• _Task_
Reproduce every entry exactly as shown.

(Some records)
++++++++++++++++++++
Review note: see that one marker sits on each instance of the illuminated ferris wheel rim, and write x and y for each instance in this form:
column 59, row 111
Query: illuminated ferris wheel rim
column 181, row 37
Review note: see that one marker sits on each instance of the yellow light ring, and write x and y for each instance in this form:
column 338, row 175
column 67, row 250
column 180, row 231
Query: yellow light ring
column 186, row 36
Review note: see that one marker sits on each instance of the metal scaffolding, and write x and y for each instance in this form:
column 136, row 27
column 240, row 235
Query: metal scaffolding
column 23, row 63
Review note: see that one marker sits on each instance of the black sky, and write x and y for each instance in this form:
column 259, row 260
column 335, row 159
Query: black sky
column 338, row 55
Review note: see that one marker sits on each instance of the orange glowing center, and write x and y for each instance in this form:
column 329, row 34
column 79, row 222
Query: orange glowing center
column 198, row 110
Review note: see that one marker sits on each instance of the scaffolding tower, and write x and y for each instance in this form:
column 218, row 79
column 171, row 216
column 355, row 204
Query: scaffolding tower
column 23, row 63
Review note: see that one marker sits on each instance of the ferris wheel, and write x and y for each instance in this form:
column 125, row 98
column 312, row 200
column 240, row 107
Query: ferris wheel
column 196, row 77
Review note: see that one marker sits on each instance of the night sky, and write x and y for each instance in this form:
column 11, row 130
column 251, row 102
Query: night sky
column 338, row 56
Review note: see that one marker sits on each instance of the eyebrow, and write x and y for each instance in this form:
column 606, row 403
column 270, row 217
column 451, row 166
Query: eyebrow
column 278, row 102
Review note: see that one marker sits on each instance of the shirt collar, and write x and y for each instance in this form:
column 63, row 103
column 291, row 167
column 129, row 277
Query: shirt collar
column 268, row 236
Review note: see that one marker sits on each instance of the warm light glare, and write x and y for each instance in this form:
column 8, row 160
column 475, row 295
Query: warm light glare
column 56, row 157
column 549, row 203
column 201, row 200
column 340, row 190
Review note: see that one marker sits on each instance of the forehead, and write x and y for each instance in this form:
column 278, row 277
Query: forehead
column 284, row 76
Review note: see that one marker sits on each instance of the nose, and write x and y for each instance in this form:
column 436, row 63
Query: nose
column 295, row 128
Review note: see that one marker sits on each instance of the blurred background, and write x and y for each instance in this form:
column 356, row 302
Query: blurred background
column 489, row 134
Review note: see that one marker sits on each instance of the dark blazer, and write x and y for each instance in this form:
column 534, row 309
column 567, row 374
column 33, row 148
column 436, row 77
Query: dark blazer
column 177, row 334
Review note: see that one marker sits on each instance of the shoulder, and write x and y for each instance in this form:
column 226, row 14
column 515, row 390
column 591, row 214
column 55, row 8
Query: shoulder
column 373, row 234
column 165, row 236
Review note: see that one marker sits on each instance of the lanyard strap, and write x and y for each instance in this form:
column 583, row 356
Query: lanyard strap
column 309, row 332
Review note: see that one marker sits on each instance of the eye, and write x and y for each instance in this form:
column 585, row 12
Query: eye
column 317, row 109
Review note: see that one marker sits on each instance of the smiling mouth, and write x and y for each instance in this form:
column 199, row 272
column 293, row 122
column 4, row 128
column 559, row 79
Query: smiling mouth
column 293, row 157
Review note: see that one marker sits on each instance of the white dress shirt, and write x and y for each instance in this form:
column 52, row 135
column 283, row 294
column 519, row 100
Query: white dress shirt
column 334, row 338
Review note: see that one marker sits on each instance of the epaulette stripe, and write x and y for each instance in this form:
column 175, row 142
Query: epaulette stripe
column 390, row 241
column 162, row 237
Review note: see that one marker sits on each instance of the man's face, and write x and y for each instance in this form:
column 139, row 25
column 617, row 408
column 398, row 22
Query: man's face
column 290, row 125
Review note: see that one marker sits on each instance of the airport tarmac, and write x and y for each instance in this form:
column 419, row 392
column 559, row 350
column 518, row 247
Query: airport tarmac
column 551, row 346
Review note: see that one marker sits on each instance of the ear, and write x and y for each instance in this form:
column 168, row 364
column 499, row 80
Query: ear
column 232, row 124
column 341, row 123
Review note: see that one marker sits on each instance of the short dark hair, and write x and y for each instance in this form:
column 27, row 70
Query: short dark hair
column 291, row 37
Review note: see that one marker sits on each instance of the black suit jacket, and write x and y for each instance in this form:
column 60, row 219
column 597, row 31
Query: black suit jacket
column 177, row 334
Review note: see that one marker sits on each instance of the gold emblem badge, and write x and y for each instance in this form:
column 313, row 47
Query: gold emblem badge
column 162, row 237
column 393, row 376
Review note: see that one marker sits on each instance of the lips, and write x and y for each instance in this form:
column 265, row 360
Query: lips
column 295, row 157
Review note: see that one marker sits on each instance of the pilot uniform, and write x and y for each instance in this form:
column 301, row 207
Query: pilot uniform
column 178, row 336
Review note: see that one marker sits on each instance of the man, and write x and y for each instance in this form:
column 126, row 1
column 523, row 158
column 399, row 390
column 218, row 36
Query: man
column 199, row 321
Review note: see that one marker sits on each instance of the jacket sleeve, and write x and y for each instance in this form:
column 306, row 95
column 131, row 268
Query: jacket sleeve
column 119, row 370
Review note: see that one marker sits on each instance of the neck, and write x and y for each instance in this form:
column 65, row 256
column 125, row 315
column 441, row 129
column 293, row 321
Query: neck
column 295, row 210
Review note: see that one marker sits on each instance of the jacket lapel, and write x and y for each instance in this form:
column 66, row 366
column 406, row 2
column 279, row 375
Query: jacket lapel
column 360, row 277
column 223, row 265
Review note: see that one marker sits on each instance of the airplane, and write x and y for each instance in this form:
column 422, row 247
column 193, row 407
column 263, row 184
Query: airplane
++++++++++++++++++++
• _Worked solution_
Review note: see that one marker sits on each instance of the illuminated ferris wheel rim, and write x and y for each instance in this form:
column 59, row 111
Query: illuminated ferris wheel rim
column 181, row 37
Review note: see that one marker sits on each instance of the yellow light ring, and write x and y for each instance in this form:
column 338, row 175
column 67, row 250
column 180, row 231
Query: yellow light ring
column 186, row 36
Review note: see that one marker sits on each instance of the metal scaffolding, and write x and y for each instance in this form:
column 136, row 27
column 240, row 235
Query: metal scaffolding
column 23, row 63
Review note: see that one marker sits on each instance of the black sky, and write x and y for each instance in this form:
column 259, row 260
column 335, row 159
Query: black sky
column 338, row 55
Review note: see that one marker sits on each instance of the orange glowing center, and write x and y for each instance in this form:
column 329, row 34
column 79, row 222
Query: orange glowing center
column 198, row 110
Review note: see that one marker sits on each instance of the scaffolding tower, and write x and y for each instance in this form:
column 218, row 79
column 171, row 216
column 355, row 204
Query: scaffolding tower
column 23, row 63
Review note: see that one marker sits on each instance of the ferris wheel, and write x and y for each instance in this form:
column 125, row 98
column 312, row 200
column 240, row 107
Query: ferris wheel
column 196, row 77
Review note: see that one marker sits on each instance of the night sky, and write x and y for each instance in this form:
column 11, row 130
column 251, row 102
Query: night sky
column 338, row 56
Review note: see that one marker sits on each instance of the eyebrow, and write x and y for each instance in this form:
column 606, row 403
column 270, row 217
column 451, row 166
Query: eyebrow
column 278, row 102
Review note: see that one marker sits on each instance of the shirt collar, and write x and y for each instance in this form:
column 63, row 103
column 291, row 167
column 129, row 277
Query: shirt collar
column 268, row 236
Review note: see that one marker sits on each instance of the warm light glare, and write x and y for each instance in this form:
column 8, row 160
column 475, row 295
Query: warm light glare
column 56, row 157
column 549, row 203
column 201, row 200
column 340, row 190
Review note: see that one marker sits on each instance of the forehead, and write x and y for each instance in this form:
column 278, row 277
Query: forehead
column 284, row 76
Review note: see that one marker sits on each instance of the nose, and write x and y for each instance in this form:
column 436, row 63
Query: nose
column 295, row 128
Review note: see that one marker sits on each instance of the blurred background, and write x and y for each instance in this form:
column 356, row 302
Query: blurred background
column 489, row 134
Review note: see that one marker sits on each instance of the dark blazer, and write x and y for each instance in this form:
column 534, row 309
column 567, row 374
column 33, row 148
column 436, row 77
Query: dark blazer
column 177, row 334
Review note: see that one marker sits on each instance of the shoulder, and write x and y for each instance in this form:
column 226, row 14
column 515, row 390
column 591, row 214
column 55, row 8
Query: shoulder
column 373, row 234
column 165, row 236
Review note: see that one marker sits on each instance of the lanyard strap, and write x and y for each instance in this form:
column 583, row 356
Query: lanyard strap
column 309, row 332
Review note: see that one marker sits on each instance of the eye, and write x and y for each instance in this form:
column 585, row 12
Query: eye
column 317, row 109
Review note: see that one marker sits on each instance of the smiling mouth, and write x and y for each instance in this form:
column 199, row 272
column 293, row 122
column 4, row 128
column 559, row 79
Query: smiling mouth
column 293, row 157
Review note: see that one marker sits on each instance of the white dress shirt, and write x and y for each instance in this form:
column 52, row 135
column 283, row 294
column 519, row 100
Query: white dress shirt
column 334, row 338
Review note: see that one marker sits on each instance of the epaulette stripe, and write x and y for each instance in this form:
column 175, row 142
Query: epaulette stripe
column 390, row 241
column 162, row 237
Review note: see that one marker sits on each instance of the man's face, and write x and y for each instance in this form:
column 139, row 25
column 617, row 408
column 398, row 22
Query: man's face
column 290, row 125
Review note: see that one marker sits on each instance of the airport tarmac, and write x and y for each instance in this form:
column 419, row 392
column 559, row 350
column 518, row 247
Query: airport tarmac
column 551, row 346
Review note: see that one marker sits on each instance of the ear, and write x and y for each instance in this form:
column 168, row 364
column 499, row 80
Query: ear
column 232, row 124
column 341, row 123
Review note: see that one marker sits on each instance of the short dark hair, and write x and y for each instance in this form:
column 27, row 70
Query: short dark hair
column 291, row 37
Review note: see that one marker sits on each instance of the black suit jacket, and write x and y for each instance in this form:
column 60, row 219
column 597, row 31
Query: black suit jacket
column 177, row 334
Review note: see that one marker sits on each instance of the gold emblem badge, and write x and y for each instance in this form:
column 313, row 47
Query: gold emblem badge
column 162, row 237
column 393, row 376
Review note: see that one marker sits on each instance of the lips, and write x and y for each instance in this form:
column 265, row 360
Query: lips
column 295, row 157
Review note: see that one marker sits on each instance of the pilot uniform, and write x and y for each instance in this form:
column 301, row 207
Query: pilot uniform
column 178, row 336
Review note: see that one marker sits on each instance of the man, and write x and y for each instance in this form:
column 126, row 1
column 523, row 158
column 399, row 390
column 218, row 36
Query: man
column 199, row 321
Review note: see that one marker sits on each instance of the jacket sleeve, and write x and y for each instance in this form:
column 306, row 95
column 131, row 268
Query: jacket sleeve
column 119, row 370
Review note: see that one marker sits on each instance of the neck, and write x and y for each instance in this form:
column 65, row 256
column 125, row 315
column 441, row 129
column 293, row 321
Query: neck
column 295, row 210
Review note: see that one marker sits on each instance of the jacket lapel, and write x and y for each instance in this form:
column 66, row 366
column 406, row 2
column 279, row 375
Query: jacket lapel
column 360, row 277
column 223, row 265
Review note: see that one marker sits on each instance of the airplane, and write x and y for each instance in this form:
column 422, row 247
column 193, row 407
column 263, row 184
Query: airplane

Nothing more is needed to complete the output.